• Required work
a) In the passage on innovation and education, what kind of computer-related jobs are described as being exported?
b) Carry on the passage on innovation and education from the point where it ends.

Innovation often entails looking at a problem from a slightly different perspective, or using a new analogy to frame it. This kind of thing is much easier with a wider base of knowledge.

This is supported by India. If you look at the kind of computer-related jobs being exported (and currently causing a certain amount of panic in the industry), they're generally fairly standard programming jobs. Indian tech workers are highly skilled, but we're not seeing any real innovation coming out of them. Like vocational training, focused education prepares you quite well for rote tasks and for being "on the curve" -- it doesn't at all prepare you to get ahead of the curve and do something new.

This is, IMO, where the opportunities lie for the American system. There's no way American workers will be able to compete on price for rote or standard tasks with the rest of the world for a long time. But the largest amount of innovation is still coming out of our people. I know our educational system gets blasted right and left because our students don't score as well on tests, and at the high school level and below there may be real problems. But at the university level, I think our system is pretty good (course- and major-wise; I'm not talking about structural issues like tenure, adjunctification, etc).

• Location labeling items
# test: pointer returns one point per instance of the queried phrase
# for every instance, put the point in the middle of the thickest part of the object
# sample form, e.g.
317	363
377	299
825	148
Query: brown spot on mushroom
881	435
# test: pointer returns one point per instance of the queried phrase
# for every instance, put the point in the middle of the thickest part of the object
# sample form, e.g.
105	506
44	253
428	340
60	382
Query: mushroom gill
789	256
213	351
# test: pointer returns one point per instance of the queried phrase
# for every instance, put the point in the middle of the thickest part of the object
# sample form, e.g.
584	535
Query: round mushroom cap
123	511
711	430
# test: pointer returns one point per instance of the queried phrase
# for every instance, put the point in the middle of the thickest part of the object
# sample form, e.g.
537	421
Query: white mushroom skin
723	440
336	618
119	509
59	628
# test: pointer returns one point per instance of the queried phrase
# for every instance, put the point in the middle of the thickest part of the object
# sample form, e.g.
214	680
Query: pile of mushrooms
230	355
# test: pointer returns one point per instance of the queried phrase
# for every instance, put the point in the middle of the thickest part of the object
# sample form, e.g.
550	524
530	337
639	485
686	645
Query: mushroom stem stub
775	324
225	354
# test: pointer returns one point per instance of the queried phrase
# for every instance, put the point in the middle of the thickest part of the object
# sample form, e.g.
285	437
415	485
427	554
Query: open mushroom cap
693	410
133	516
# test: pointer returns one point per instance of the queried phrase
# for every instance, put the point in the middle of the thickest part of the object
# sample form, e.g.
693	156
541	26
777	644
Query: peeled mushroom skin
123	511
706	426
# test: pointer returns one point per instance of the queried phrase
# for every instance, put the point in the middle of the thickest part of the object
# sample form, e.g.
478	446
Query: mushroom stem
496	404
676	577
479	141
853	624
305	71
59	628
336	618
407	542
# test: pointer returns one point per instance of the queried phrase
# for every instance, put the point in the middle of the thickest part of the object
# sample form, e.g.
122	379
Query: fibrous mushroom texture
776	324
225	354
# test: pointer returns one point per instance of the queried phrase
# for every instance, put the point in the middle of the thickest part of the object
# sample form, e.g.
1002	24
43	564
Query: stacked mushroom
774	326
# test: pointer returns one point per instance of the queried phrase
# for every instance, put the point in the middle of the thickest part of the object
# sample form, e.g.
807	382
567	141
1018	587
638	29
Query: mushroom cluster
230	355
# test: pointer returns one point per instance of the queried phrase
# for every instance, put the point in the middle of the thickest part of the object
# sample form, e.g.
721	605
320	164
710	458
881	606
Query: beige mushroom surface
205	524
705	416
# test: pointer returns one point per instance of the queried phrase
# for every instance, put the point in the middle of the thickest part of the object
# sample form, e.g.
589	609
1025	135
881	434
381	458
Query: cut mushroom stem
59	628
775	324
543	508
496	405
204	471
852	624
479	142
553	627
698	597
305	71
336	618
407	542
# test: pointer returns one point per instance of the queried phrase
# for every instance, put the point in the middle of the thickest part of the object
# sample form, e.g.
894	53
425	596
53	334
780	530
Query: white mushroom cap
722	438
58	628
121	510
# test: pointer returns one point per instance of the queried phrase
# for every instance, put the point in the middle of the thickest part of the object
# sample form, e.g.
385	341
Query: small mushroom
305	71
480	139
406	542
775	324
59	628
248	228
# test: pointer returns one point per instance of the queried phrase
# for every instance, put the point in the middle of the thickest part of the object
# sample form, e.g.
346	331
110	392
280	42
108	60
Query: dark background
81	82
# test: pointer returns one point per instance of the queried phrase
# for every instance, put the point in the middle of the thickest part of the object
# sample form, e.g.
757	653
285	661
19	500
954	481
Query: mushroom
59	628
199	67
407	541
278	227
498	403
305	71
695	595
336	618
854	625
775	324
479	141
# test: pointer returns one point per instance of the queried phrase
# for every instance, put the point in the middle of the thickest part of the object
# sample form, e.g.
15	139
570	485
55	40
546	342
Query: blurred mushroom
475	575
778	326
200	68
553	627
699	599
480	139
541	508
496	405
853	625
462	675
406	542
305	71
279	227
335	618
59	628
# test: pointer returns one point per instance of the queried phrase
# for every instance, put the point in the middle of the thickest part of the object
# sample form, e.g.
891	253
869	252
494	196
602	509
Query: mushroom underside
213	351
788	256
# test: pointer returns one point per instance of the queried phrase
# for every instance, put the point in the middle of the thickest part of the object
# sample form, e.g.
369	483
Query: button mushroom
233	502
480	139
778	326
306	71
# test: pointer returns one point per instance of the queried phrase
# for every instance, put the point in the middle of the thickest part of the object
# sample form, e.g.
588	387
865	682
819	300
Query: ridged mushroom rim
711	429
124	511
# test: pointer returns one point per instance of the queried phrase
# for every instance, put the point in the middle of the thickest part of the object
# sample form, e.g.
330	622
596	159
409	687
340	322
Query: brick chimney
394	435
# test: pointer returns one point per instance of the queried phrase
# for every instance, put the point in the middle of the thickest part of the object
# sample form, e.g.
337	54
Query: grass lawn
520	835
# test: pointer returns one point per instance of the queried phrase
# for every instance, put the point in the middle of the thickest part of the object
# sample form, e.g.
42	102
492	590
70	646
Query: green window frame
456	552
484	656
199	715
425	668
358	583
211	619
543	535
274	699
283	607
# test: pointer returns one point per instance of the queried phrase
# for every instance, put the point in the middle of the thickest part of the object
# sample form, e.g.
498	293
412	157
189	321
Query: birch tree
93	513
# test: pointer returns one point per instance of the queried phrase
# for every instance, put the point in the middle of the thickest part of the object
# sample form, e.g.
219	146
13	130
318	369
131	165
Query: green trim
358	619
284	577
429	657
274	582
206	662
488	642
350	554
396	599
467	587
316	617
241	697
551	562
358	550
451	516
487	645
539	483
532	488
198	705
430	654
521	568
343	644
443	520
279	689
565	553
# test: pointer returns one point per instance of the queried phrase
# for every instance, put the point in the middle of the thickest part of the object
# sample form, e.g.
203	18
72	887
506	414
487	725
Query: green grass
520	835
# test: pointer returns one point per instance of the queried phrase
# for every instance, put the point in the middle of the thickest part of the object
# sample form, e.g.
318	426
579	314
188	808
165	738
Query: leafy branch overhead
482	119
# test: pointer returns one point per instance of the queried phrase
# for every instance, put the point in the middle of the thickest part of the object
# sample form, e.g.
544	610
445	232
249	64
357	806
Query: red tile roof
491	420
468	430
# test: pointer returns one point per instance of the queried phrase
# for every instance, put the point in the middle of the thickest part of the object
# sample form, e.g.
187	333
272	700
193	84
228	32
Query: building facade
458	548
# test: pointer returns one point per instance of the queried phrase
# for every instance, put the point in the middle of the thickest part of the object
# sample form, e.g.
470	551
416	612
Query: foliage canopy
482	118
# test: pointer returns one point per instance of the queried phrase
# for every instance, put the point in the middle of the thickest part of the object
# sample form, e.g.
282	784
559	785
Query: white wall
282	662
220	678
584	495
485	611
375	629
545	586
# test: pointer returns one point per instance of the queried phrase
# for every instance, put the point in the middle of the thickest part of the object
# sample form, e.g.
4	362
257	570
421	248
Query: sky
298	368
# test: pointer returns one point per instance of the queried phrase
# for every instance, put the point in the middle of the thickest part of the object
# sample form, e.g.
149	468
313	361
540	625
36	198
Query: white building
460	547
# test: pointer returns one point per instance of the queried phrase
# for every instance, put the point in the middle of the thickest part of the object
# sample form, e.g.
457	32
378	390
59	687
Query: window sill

• Task results
a) They are generally fairly standard programming jobs.

b)
Posted by: Eric at August 27, 2003 09:17 AM

My India-educated coworkers at Microsoft were very well-read - doubly impressive, since I could only banter with them in English, and they were probably well-stocked in at least one other language.

...Nor were they confined to the least imaginative jobs in Microsoft. Yeah, MSFT, innovation, straight line; Research there is a great group, though. Nationally, exporting the boring jobs is as much about exporting the ones that can be micromanaged from here as exporting the ones that can be done abroad. Familiar story: tiny class of new-knowledge producers, medium quantity of administrators, big contingent class of accepted-knowledge appliers.

Anyhow. The Indian programmers had been fiercely selected from an enormous population, with several bottlenecks, as far as I know; they were the ones who could get through (apparently) the equivalent of a BA background before college and a really good undergraduate tech degree in college.

Posted by: clew at August 27, 2003 08:37 PM

I'm not claiming that *no* Indians get well-rounded educations in their own country, nor that a well-rounded education is an absolute prerequisite for innovation. I have no doubt that the top half a percent of a given profession (which pretty adequately describes the kinds of Indian programmers who come over here) will be exceptional in many way.

But a system like India's will, I think, tend to produce fewer workers capable of cross-field work and consistent innovation. Obviously there will be many exceptions, and a place like Microsoft (I don't hold the all-too-common view that MS never innovates, by the way) is going to snatch up as many of the exceptional people -- from home and abroad -- as they can.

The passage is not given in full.